* **Document extract**
━━━━━━━━━━━━━━━━━━━━━━━━━━━━━━

The New York Posts Deborah Orin:
There was no charge in the indictment involving outing a covert agent, hence no covert agent was outed
Mary Matalin, talking with legendary racist Don Imus:
What's the crime here? Everybody in town knew that, and who outed her was her husband -- "my wife, the CIA wife" and all this stuff.
FOX News “senior judicial analyst” and legendary Clinton hater (but they enver mention that part) Andrew P. Napolitano:
Without naming names, I will tell you that at least one of my Fox News colleagues told me that he was present at a party where she was introduced as "my CIA operative wife."
Fox News John Gibson:
And we actually know that's happened. Joe Wilson has introduced his wife as "my CIA wife."
FOX News Tony Snow:
She wasn't a covert agent. She wasn't compromised.

━━━━━━━━━━━━━━━━━━━━━━━━━━━━━━

[Rows of bounding-box annotation data]

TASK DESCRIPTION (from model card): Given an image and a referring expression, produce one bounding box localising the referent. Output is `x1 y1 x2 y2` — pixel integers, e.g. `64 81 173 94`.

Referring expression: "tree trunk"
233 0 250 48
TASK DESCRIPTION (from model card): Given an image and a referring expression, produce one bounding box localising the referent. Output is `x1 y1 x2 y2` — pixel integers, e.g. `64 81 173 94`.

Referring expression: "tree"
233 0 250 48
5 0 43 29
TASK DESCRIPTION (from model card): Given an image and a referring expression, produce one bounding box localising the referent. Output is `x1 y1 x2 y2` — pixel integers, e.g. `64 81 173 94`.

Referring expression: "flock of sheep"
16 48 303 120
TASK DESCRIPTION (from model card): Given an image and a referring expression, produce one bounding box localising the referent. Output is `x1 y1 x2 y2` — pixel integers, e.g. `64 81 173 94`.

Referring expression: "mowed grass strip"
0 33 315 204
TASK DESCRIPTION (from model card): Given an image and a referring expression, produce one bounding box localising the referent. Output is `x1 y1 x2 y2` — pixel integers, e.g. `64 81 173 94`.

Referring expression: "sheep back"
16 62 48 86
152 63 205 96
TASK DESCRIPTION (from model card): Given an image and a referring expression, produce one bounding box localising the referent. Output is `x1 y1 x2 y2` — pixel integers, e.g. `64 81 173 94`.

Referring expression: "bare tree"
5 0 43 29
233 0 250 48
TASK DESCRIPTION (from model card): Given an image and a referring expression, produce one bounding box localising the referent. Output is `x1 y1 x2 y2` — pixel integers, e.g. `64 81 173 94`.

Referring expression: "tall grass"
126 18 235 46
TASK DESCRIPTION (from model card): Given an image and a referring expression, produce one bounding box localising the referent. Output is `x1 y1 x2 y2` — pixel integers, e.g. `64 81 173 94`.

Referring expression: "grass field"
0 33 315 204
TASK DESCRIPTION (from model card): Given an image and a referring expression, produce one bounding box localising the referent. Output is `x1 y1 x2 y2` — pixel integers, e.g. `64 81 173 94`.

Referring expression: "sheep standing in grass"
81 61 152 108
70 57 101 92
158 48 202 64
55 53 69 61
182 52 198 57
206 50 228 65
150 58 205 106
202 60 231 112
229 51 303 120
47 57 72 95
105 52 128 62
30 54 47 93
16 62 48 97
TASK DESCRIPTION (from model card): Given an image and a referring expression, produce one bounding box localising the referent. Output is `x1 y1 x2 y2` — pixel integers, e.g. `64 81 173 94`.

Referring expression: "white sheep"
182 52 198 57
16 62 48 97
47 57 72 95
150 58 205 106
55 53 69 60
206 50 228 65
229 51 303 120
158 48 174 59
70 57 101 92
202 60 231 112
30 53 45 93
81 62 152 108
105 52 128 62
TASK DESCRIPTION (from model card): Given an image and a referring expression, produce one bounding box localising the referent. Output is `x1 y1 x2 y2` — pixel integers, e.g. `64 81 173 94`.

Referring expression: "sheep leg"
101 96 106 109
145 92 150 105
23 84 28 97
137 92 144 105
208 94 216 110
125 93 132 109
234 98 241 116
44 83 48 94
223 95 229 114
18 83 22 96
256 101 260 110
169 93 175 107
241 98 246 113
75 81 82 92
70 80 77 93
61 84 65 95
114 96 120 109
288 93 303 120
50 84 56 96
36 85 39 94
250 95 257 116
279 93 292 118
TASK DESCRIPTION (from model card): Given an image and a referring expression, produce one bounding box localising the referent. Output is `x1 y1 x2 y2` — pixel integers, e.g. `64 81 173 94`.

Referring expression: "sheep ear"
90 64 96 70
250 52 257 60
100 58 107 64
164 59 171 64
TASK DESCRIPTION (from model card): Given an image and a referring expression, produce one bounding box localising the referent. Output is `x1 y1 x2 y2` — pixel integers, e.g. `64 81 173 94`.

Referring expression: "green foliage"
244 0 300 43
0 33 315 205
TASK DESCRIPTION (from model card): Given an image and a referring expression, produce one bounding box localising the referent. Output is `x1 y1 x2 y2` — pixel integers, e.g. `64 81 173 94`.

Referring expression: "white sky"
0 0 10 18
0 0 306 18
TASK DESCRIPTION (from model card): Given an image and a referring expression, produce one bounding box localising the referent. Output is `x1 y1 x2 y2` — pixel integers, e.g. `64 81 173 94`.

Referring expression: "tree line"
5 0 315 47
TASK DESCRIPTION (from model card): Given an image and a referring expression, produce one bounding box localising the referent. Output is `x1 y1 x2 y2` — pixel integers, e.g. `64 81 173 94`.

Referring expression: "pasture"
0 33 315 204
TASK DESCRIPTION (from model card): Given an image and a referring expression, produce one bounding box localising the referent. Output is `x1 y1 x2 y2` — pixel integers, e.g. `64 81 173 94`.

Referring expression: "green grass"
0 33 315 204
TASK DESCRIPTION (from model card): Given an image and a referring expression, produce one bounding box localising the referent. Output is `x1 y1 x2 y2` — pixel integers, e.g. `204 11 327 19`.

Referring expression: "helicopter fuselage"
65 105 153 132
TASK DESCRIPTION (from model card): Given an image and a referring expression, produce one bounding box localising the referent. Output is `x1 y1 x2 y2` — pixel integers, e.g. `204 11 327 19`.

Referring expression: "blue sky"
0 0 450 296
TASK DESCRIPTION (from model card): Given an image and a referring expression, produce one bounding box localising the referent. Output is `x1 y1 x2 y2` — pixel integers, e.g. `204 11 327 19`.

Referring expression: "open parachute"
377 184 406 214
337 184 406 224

━━━━━━━━━━━━━━━━━━━━━━━━━━━━━━

* **Request**
Retype the excerpt of quotations about the CIA outing, word for word, between "Fox News John" and "She wasn't compromised.", inclusive. Work from the excerpt of quotations alone.

* **Solution below**
Fox News John Gibson:
And we actually know that's happened. Joe Wilson has introduced his wife as "my CIA wife."
FOX News Tony Snow:
She wasn't a covert agent. She wasn't compromised.